*TASK*
Set down the whole listing verbatim.

*DATASET RECORDS*
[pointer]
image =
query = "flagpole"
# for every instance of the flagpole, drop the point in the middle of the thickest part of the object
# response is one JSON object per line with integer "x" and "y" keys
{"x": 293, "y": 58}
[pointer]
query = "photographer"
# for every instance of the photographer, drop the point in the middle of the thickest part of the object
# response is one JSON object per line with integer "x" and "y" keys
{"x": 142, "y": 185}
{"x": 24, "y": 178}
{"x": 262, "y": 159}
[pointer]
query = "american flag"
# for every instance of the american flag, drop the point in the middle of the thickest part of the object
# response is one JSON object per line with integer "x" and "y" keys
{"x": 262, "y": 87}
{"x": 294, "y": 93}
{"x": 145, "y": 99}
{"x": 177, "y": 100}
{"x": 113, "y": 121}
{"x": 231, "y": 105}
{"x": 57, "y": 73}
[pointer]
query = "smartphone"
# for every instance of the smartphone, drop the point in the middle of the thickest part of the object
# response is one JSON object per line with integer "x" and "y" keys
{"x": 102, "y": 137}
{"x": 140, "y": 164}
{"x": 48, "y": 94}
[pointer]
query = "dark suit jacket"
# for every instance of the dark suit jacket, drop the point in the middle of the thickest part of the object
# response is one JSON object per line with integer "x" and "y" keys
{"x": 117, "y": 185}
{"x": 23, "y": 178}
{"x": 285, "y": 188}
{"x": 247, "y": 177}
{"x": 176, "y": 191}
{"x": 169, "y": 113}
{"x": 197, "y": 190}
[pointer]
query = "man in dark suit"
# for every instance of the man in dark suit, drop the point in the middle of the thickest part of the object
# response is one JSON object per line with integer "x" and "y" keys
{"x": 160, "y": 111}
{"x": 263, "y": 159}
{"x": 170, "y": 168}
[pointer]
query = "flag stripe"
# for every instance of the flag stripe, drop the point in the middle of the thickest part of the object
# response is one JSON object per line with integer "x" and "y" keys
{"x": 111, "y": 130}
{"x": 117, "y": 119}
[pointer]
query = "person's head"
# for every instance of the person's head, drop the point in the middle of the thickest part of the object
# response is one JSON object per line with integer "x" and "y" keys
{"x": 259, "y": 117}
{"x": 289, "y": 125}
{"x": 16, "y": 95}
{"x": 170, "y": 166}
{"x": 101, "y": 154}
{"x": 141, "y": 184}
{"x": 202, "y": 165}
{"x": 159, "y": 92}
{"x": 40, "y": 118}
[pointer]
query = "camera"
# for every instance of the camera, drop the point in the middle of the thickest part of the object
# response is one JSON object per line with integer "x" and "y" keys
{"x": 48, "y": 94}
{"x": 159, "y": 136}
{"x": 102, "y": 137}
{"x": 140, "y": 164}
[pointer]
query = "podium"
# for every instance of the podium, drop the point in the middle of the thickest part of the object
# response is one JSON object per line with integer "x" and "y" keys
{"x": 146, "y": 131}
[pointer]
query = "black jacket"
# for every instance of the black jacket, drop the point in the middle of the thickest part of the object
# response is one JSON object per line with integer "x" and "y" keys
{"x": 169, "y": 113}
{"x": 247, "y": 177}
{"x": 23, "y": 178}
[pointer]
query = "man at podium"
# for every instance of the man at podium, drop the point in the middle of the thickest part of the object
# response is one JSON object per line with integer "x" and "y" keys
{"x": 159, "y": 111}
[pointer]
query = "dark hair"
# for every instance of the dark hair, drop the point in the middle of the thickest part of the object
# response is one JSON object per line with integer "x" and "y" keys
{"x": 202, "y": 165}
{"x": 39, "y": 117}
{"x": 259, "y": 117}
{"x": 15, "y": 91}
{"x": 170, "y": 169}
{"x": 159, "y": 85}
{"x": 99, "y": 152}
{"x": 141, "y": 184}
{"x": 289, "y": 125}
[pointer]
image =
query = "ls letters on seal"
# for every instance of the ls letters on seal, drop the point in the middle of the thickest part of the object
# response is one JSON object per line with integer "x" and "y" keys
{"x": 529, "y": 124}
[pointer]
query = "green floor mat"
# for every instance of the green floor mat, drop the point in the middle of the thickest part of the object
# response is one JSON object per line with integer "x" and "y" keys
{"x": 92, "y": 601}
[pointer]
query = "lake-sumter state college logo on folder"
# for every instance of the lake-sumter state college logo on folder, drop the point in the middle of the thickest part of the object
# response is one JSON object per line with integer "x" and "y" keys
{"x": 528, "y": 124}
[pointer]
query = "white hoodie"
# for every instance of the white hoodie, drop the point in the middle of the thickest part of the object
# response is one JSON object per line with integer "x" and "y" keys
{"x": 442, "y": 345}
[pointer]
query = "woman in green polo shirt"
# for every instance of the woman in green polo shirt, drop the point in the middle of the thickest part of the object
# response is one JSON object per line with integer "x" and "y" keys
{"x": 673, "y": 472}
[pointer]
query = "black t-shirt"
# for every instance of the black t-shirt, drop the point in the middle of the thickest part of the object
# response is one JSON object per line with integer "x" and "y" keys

*REPLY TO THE EXERCISE*
[pointer]
image =
query = "flagpole"
# for every instance of the flagpole, drop the point in the middle of the thickest part of the object
# response is one JSON object per line with integer "x" and "y" keys
{"x": 293, "y": 58}
[pointer]
query = "photographer"
# for every instance of the photographer, drop the point in the middle of the thickest part of the object
# response is one JSON object per line with integer "x" and "y" keys
{"x": 142, "y": 185}
{"x": 24, "y": 178}
{"x": 262, "y": 159}
[pointer]
query = "american flag"
# for every instance of the american flag, drop the point in the middle of the thickest part of the object
# response is one JSON object per line with integer "x" and "y" keys
{"x": 262, "y": 87}
{"x": 294, "y": 93}
{"x": 145, "y": 99}
{"x": 177, "y": 100}
{"x": 113, "y": 121}
{"x": 231, "y": 105}
{"x": 57, "y": 73}
[pointer]
query = "smartphone"
# for every instance of the smartphone, drop the point in the middle of the thickest part of the object
# response is one JSON object per line with integer "x" and "y" keys
{"x": 102, "y": 137}
{"x": 140, "y": 164}
{"x": 48, "y": 94}
[pointer]
query = "dark suit jacket"
# for every instance of the dark suit jacket, drop the point in the middle of the thickest part of the object
# response is one JSON object per line with integer "x" and "y" keys
{"x": 117, "y": 185}
{"x": 23, "y": 178}
{"x": 285, "y": 188}
{"x": 247, "y": 177}
{"x": 176, "y": 191}
{"x": 169, "y": 113}
{"x": 197, "y": 190}
[pointer]
query = "man in dark suit"
# for every instance of the man in dark suit, drop the point in the middle of the thickest part of the object
# response is one JSON object per line with integer "x" and "y" keys
{"x": 160, "y": 111}
{"x": 263, "y": 159}
{"x": 170, "y": 168}
[pointer]
query = "flag stripe"
# for every instance of the flag stripe, drop the point in the middle of the thickest part of the object
# response is one JSON object per line with integer "x" and "y" keys
{"x": 111, "y": 130}
{"x": 117, "y": 119}
[pointer]
query = "person's head"
# for every instance of the person's head, drop the point in the middle of the thickest part of the object
# response is one JSON object per line with integer "x" and "y" keys
{"x": 259, "y": 117}
{"x": 289, "y": 125}
{"x": 16, "y": 95}
{"x": 170, "y": 166}
{"x": 101, "y": 154}
{"x": 141, "y": 184}
{"x": 202, "y": 165}
{"x": 159, "y": 92}
{"x": 40, "y": 118}
[pointer]
query = "camera"
# for every instance of the camera, drop the point in the middle of the thickest part of the object
# response is one JSON object per line with integer "x" and "y" keys
{"x": 48, "y": 94}
{"x": 159, "y": 136}
{"x": 102, "y": 137}
{"x": 140, "y": 164}
[pointer]
query = "podium"
# for every instance of the podium, drop the point in the middle of the thickest part of the object
# response is one JSON object per line with integer "x" and "y" keys
{"x": 146, "y": 131}
[pointer]
query = "black jacket"
# for every instance of the black jacket, drop the point in the middle of the thickest part of the object
# response is one JSON object per line with integer "x" and "y" keys
{"x": 169, "y": 113}
{"x": 247, "y": 177}
{"x": 23, "y": 178}
[pointer]
query = "man at podium"
# for every instance of the man at podium, drop the point in the middle of the thickest part of the object
# response is one JSON object per line with integer "x" and "y" keys
{"x": 159, "y": 111}
[pointer]
query = "dark hair"
# for every instance of the dark hair, drop the point in the middle of the thickest part of the object
# response is one JSON object per line with integer "x" and "y" keys
{"x": 202, "y": 165}
{"x": 39, "y": 117}
{"x": 259, "y": 117}
{"x": 15, "y": 91}
{"x": 170, "y": 169}
{"x": 159, "y": 85}
{"x": 99, "y": 152}
{"x": 141, "y": 184}
{"x": 289, "y": 125}
[pointer]
image =
query = "ls letters on seal"
# for every instance of the ls letters on seal, drop the point in the middle of the thickest part of the object
# response is one JSON object per line with integer "x" and "y" keys
{"x": 529, "y": 124}
[pointer]
query = "green floor mat"
# for every instance of the green floor mat, drop the point in the middle of the thickest part of the object
# response is one JSON object per line with integer "x" and "y" keys
{"x": 92, "y": 601}
[pointer]
query = "lake-sumter state college logo on folder"
# for every instance of the lake-sumter state college logo on folder, drop the point in the middle of the thickest part of the object
# response is one JSON object per line with integer "x" and "y" keys
{"x": 528, "y": 124}
[pointer]
query = "white hoodie"
# for every instance of the white hoodie, drop the point in the middle of the thickest part of the object
# response is one JSON object per line with integer "x" and "y" keys
{"x": 442, "y": 345}
[pointer]
query = "woman in green polo shirt"
# for every instance of the woman in green polo shirt, drop the point in the middle of the thickest part of the object
# response is one JSON object per line with integer "x" and "y" keys
{"x": 673, "y": 472}
[pointer]
query = "black t-shirt"
# for every instance of the black t-shirt, drop the point in the middle of the thickest part of the object
# response is one JSON object per line with integer "x" and "y" keys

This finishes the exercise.